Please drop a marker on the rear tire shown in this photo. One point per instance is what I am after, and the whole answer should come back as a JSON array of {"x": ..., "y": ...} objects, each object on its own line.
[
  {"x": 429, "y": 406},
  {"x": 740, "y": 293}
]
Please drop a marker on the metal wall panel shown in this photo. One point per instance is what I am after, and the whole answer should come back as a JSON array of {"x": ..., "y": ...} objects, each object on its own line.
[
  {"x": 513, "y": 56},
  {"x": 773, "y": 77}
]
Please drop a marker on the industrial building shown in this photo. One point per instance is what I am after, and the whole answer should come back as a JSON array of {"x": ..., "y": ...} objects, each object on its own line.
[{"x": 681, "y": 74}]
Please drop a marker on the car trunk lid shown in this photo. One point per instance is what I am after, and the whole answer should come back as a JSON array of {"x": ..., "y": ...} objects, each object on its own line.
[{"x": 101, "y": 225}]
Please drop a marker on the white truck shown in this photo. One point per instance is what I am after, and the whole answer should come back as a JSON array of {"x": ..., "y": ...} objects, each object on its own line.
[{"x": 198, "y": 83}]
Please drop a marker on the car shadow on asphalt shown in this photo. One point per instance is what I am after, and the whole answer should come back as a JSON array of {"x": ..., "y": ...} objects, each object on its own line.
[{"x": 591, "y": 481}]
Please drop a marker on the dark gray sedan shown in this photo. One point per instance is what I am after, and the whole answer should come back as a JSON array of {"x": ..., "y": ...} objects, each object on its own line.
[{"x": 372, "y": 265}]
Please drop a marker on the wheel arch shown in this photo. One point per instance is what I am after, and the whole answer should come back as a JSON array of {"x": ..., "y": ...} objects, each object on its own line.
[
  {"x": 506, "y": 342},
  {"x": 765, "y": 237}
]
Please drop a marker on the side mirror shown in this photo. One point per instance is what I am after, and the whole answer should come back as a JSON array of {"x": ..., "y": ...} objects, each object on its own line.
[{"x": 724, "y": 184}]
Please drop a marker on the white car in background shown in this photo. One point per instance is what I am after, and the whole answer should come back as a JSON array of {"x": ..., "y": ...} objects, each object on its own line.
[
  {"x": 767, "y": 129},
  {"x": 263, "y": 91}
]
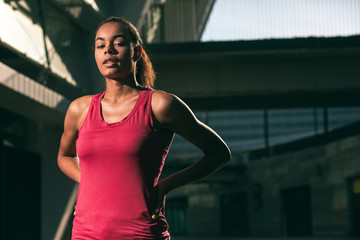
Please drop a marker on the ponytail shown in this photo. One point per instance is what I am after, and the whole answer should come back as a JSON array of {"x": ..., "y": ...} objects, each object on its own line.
[{"x": 145, "y": 74}]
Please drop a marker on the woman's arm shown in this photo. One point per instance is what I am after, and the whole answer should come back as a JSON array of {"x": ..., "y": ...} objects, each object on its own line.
[
  {"x": 67, "y": 159},
  {"x": 173, "y": 114}
]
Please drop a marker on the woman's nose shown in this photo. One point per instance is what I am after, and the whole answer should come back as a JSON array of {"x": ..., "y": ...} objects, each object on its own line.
[{"x": 110, "y": 49}]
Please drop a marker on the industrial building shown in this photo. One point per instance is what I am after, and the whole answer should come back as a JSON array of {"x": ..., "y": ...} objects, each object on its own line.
[{"x": 288, "y": 107}]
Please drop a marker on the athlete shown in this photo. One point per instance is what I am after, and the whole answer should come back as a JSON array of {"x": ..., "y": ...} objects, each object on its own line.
[{"x": 115, "y": 143}]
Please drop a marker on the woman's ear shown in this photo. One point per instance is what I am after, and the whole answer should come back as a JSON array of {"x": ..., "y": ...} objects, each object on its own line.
[{"x": 137, "y": 53}]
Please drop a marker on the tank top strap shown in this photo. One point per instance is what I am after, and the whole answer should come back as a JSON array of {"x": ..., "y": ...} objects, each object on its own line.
[
  {"x": 147, "y": 107},
  {"x": 92, "y": 114}
]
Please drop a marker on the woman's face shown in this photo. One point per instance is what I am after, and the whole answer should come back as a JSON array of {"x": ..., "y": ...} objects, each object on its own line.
[{"x": 114, "y": 52}]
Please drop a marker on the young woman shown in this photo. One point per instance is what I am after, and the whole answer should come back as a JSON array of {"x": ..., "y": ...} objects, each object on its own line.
[{"x": 121, "y": 137}]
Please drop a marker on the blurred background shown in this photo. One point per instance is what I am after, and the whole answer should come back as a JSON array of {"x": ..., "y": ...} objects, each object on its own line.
[{"x": 279, "y": 80}]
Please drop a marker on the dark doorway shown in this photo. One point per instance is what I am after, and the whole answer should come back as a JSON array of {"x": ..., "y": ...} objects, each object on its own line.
[
  {"x": 234, "y": 214},
  {"x": 355, "y": 206},
  {"x": 19, "y": 194},
  {"x": 296, "y": 211}
]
+ + + + + + +
§ YOUR INSTRUCTIONS:
All of the lines above must be printed again exactly, and no picture may appear in the copy.

§ OUTPUT BELOW:
Please drop a marker on the rear tire shown in this photo. One point per instance is what I am after, and the whole answer should come back as a JSON array of {"x": ..., "y": ...} objects, each object on its own line.
[
  {"x": 429, "y": 406},
  {"x": 740, "y": 293}
]
Please drop a marker on the metal wall panel shown in this photo. One point per instance is what I am after, and the whole answer should come back as a JSON array of {"x": ..., "y": ...} objects, each object on its own line.
[
  {"x": 513, "y": 56},
  {"x": 773, "y": 77}
]
Please drop a marker on the industrial building shown in this photo. One point per instance is what I am after, and the whole answer should come back as a JSON array of {"x": ..., "y": ...} objects, each object on its own line.
[{"x": 681, "y": 74}]
Please drop a marker on the car trunk lid shown in this photo. One point per instance is what I am after, and the whole answer should come back as a JSON array of {"x": ..., "y": ...} objects, each object on its own line.
[{"x": 101, "y": 225}]
Please drop a marker on the white truck shown in this photo. One point per instance is what I am after, and the whole answer should come back as a JSON array of {"x": ..., "y": ...} objects, each object on its own line.
[{"x": 198, "y": 83}]
Please drop a marker on the car shadow on asphalt shown in this photo. One point per instance is what I am after, and the whole answer should come back as a JSON array of {"x": ..., "y": ...} objects, each object on its own line.
[{"x": 591, "y": 481}]
Please drop a marker on the dark gray sedan shown in this photo. One point per instance is what I am after, and the whole answer should come back as a JSON array of {"x": ..., "y": ...} objects, each object on its own line.
[{"x": 372, "y": 265}]
Please drop a marker on the wheel arch shown in this photo. One point per instance is what I am after, and the whole answer should come back as a JSON array of {"x": ..., "y": ...} objects, each object on its own line.
[
  {"x": 506, "y": 342},
  {"x": 765, "y": 237}
]
Please drop a marker on the side mirror shown in this photo. One point per instance is what I am after, and the whole answer should come back as a JSON array of {"x": ..., "y": ...} objects, each object on its own line.
[{"x": 724, "y": 184}]
Please drop a marker on the white car in background shown in this photo. One point per instance is what I am after, and the whole answer should come back as a JSON array of {"x": ..., "y": ...} objects, each object on its own line.
[
  {"x": 767, "y": 129},
  {"x": 263, "y": 91}
]
Please drop a marker on the ponytail shown in this photo. One point per instance is what I am after, and the whole answer should come back as a JSON array of {"x": ..., "y": ...} objects, each object on its own line.
[{"x": 145, "y": 74}]
Please drop a marker on the woman's arm shown in this photo. One point per instance is what I am after, and the whole answer should come back as a JSON array of {"x": ..., "y": ...} objects, each object on its own line.
[
  {"x": 67, "y": 159},
  {"x": 173, "y": 114}
]
Please drop a marker on the woman's nose shown in this photo. One point per instance is what I am after, and the whole answer should come back as a JSON array of {"x": ..., "y": ...} objects, each object on its own line.
[{"x": 110, "y": 49}]
Please drop a marker on the industrial building shown in this photo. One point per instance is what I am after, and the whole answer should come back as a JSON array of {"x": ..., "y": ...} objects, each object on its own line.
[{"x": 288, "y": 107}]
Please drop a marker on the athlete shown in this photo. One point per instance is what I am after, and the whole answer should come back as a JSON array of {"x": ..., "y": ...} objects, each object on its own line.
[{"x": 115, "y": 143}]
Please drop a marker on the woman's ear shown in this photo. One point per instance is what I am after, and the whole answer should come back as a JSON array of {"x": ..., "y": ...} objects, each object on its own line.
[{"x": 137, "y": 53}]
Please drop a marker on the tank top strap shown in this photo. One point per instance is what I am after, and the whole answer should come back as a JSON array of {"x": ..., "y": ...} objects, each object on its own line.
[
  {"x": 147, "y": 107},
  {"x": 92, "y": 114}
]
Please drop a marker on the woman's face shown in this photo. One point per instance is what I am after, and the whole answer should come back as a JSON array of {"x": ..., "y": ...} objects, each object on its own line.
[{"x": 114, "y": 52}]
Please drop a marker on the young woman shown in this photo. One point per instance is what I am after, and the whole answer should come back as a JSON array of {"x": ..., "y": ...} objects, each object on its own line.
[{"x": 121, "y": 137}]
Please drop a marker on the blurred background shown in this photo. One point per instance is what I am after, and the whole answer should come back as a JSON array of {"x": ..., "y": ...} objects, each object on its own line.
[{"x": 279, "y": 80}]
Please drop a marker on the dark doorway shown in this photo. One point per instance is what I am after, and the whole answer should come back as a JSON array of {"x": ..., "y": ...} objects, each object on its own line.
[
  {"x": 234, "y": 214},
  {"x": 355, "y": 206},
  {"x": 19, "y": 194},
  {"x": 296, "y": 211}
]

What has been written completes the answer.